● Extrait fourni:
------------------------------------------------
Mais vivre avec des animaux apprend bien des choses…

Touriste chez moi

J’ai passé des années à Verviers sans rien regarder, comme on le fait quand on ne trouve rien à remarquer dans sa ville parce qu’elle est si banalement familière qu’on y habite, on ne la visite pas.

Qui va à l’école en admirant la découpe hardie d’un balcon de ferronnerie ou la frise art-déco courant sous une rangée de fenêtres? Qui va en ville retrouver ses amies chez le glacier et s’émeut de façades à colombages, de frontons armoriés, de fontaines coulant de joie?

Cette année pourtant, comptant sur ma santé et mon amour de la marche – je devrais dire du petit trot, car je marche vite ! -, c’est à pied que j’ai fait Heusy-Verviers et puis le retour deux jours en suivant, avec deux destinations différentes, et donc des itinéraires bien distincts. Avec un détour vers la Tourelle, là où s’érige encore la grande maison de mes arrière-grands-parents, divisée à présent en deux habitations, et mutilée de la tour dont mon père, petit, gravissait en courant l’escalier en colimaçon. Qu’il se sentait donc intrépide, alors! Et depuis le sommet de cette tour la vue sur le parc et son petit restaurant remplissait son jeune être de fraîche beauté. Pour lui, né en Uruguay, ces cimes houleuses qui parlaient avec le vent et la pluie étaient la Belgique, là où habitaient ses grands-parents, et l’immense maison était éternelle.
------------------------------------------------
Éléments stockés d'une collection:
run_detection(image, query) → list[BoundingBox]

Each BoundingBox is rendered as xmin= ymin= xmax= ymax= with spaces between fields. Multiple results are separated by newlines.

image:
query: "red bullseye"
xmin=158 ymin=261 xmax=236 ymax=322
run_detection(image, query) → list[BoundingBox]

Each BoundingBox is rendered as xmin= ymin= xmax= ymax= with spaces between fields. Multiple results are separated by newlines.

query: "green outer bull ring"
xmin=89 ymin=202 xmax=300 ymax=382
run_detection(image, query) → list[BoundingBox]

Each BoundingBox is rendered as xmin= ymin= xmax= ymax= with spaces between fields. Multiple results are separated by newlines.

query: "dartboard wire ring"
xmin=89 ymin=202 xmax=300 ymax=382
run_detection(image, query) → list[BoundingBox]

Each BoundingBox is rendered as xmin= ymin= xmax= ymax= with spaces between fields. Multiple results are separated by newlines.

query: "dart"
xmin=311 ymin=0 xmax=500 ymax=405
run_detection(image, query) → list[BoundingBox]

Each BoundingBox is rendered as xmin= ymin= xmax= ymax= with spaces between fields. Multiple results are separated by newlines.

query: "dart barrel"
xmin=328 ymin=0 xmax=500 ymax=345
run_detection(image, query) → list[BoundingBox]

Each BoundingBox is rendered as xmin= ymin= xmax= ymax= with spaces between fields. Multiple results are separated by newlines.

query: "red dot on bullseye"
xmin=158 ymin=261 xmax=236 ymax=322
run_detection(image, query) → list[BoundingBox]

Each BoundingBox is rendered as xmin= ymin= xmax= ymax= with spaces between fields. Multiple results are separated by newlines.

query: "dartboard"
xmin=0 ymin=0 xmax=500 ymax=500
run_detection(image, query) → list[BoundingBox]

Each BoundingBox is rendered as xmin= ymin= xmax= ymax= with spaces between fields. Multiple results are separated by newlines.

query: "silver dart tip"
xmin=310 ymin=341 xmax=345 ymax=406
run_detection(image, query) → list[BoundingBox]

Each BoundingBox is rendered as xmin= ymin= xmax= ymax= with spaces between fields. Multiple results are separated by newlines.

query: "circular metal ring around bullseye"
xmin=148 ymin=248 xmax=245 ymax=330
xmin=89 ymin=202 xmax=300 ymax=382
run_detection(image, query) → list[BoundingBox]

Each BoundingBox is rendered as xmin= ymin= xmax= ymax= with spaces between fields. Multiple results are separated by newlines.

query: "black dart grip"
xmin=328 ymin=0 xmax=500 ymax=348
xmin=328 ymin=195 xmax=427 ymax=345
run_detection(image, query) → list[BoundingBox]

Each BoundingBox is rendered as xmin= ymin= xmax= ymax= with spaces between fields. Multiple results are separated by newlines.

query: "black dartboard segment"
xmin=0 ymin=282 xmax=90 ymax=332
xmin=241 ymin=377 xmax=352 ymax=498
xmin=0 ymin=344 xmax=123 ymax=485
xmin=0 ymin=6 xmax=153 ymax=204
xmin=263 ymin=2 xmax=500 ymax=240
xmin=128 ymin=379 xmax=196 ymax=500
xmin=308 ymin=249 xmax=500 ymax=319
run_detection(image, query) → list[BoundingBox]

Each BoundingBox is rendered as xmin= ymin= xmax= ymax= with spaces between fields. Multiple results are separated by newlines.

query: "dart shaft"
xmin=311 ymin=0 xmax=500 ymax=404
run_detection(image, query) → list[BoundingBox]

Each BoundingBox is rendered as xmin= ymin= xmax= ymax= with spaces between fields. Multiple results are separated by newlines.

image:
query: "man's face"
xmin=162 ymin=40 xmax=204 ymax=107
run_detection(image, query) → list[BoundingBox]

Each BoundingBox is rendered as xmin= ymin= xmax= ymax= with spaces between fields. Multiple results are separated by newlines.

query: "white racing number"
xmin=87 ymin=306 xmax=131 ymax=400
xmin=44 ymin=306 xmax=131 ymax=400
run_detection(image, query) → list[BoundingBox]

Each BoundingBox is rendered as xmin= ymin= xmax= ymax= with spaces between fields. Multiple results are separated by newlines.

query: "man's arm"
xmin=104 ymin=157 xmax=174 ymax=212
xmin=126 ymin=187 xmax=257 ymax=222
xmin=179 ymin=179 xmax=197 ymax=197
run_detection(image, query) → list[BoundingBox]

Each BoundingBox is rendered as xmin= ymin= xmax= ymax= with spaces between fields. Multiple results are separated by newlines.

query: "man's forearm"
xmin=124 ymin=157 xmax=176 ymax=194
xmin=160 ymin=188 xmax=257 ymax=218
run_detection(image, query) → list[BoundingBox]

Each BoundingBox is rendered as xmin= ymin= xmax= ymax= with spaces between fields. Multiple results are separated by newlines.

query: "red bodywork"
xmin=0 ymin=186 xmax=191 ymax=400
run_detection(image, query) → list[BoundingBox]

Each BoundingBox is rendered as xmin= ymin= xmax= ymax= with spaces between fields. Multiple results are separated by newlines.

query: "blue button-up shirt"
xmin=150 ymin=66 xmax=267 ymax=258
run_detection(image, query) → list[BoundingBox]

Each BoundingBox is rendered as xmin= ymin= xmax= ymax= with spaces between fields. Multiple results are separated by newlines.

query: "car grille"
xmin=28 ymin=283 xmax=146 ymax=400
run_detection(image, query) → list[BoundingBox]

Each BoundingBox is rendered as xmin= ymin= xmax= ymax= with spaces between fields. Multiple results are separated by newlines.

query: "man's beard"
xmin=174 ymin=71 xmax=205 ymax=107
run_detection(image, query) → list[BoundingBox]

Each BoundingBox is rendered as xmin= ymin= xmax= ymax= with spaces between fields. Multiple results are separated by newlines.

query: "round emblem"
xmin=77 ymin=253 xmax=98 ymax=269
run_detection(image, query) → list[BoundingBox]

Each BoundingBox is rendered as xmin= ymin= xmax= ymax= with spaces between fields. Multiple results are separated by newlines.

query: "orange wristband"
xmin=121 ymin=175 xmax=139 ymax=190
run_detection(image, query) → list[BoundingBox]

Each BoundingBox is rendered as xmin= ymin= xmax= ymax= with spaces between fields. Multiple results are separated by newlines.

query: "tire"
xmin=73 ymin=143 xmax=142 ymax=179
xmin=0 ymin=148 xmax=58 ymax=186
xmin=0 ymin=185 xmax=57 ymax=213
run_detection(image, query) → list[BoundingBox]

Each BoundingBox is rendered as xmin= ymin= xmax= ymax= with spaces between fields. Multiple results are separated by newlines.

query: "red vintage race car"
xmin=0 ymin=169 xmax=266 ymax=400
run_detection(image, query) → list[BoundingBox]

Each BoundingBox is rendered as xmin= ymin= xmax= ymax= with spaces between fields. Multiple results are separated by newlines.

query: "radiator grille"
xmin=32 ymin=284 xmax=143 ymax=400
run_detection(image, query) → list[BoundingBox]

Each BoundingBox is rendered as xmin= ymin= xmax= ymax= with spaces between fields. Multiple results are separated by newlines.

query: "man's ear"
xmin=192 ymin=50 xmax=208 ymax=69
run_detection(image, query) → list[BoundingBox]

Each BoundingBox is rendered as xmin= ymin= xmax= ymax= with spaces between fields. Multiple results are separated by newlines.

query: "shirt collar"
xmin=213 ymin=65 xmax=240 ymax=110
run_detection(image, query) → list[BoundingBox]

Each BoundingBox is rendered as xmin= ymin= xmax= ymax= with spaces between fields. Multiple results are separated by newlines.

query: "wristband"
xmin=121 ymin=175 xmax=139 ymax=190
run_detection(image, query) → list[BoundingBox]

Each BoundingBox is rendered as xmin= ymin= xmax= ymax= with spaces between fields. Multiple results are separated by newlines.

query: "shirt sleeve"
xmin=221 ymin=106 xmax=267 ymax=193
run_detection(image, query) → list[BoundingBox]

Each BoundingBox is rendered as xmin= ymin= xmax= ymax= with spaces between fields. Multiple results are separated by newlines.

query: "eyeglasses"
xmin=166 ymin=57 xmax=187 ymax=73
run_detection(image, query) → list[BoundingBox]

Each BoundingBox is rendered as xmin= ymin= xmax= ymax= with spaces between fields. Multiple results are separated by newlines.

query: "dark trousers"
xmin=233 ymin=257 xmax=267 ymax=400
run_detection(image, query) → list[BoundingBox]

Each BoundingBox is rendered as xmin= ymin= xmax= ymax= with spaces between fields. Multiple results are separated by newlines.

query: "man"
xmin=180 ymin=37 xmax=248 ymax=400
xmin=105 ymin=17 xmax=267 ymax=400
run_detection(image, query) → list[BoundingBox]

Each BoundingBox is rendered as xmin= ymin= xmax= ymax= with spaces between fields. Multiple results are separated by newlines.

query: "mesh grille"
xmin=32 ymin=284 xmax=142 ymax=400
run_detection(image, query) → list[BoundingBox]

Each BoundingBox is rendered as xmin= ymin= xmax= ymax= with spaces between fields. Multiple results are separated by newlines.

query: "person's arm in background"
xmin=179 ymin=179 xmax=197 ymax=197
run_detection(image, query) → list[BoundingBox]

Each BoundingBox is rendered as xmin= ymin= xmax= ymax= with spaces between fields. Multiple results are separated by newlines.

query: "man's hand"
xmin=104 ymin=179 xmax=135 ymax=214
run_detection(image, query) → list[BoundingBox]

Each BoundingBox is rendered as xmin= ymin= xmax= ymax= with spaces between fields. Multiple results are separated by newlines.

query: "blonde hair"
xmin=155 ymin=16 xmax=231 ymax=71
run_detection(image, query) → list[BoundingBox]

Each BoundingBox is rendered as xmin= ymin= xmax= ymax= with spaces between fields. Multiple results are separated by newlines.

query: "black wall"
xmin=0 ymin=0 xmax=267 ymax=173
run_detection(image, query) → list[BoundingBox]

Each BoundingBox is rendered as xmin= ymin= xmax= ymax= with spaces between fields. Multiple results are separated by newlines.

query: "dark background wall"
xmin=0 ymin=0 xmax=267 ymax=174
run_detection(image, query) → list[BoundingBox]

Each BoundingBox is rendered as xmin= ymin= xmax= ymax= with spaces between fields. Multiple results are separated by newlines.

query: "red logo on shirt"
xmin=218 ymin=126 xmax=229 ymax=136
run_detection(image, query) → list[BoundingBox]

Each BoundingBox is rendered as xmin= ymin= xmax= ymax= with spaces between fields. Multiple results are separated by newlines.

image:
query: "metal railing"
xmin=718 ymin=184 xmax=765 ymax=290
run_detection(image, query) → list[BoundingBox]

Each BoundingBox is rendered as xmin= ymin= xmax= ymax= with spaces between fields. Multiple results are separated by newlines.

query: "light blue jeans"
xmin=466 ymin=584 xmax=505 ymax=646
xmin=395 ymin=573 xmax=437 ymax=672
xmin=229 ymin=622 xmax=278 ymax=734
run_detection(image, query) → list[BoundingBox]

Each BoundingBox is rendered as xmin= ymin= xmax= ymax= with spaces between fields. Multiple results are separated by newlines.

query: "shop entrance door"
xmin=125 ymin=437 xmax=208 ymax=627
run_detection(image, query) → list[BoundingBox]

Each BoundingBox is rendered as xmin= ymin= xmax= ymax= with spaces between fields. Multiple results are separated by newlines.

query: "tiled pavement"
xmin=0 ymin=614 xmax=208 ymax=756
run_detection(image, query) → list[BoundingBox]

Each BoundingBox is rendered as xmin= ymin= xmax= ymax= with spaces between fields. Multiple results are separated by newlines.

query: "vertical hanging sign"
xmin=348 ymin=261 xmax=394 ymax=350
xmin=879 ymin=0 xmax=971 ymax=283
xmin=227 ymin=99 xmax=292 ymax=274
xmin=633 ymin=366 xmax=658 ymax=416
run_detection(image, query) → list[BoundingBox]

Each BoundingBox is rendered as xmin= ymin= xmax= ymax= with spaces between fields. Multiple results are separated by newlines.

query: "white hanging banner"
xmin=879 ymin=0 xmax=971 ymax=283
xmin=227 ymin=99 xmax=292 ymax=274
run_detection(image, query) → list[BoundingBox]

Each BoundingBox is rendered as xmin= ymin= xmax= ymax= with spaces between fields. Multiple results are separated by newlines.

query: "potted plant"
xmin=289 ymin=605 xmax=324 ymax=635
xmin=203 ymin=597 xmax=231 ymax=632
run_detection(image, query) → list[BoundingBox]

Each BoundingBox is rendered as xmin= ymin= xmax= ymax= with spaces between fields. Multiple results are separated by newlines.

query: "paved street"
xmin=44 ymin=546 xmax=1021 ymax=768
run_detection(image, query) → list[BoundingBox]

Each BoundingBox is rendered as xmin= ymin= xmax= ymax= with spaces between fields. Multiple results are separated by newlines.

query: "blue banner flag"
------------------------------------------------
● Consignes:
[1] Recopiez dans le texte sur Verviers tout ce qui va de « Mais vivre avec » jusqu'à « coulant de joie? » inclus.
[2] Rassemblez chaque ligne des entrées qui contient la chaîne « background », en tenant compte de la casse.
Le texte sur Verviers et les entrées n'ont aucun lien entre eux.

● Réponses aux consignes:
[1]
Mais vivre avec des animaux apprend bien des choses…

Touriste chez moi

J’ai passé des années à Verviers sans rien regarder, comme on le fait quand on ne trouve rien à remarquer dans sa ville parce qu’elle est si banalement familière qu’on y habite, on ne la visite pas.

Qui va à l’école en admirant la découpe hardie d’un balcon de ferronnerie ou la frise art-déco courant sous une rangée de fenêtres? Qui va en ville retrouver ses amies chez le glacier et s’émeut de façades à colombages, de frontons armoriés, de fontaines coulant de joie?

[2]
query: "person's arm in background"
query: "dark background wall"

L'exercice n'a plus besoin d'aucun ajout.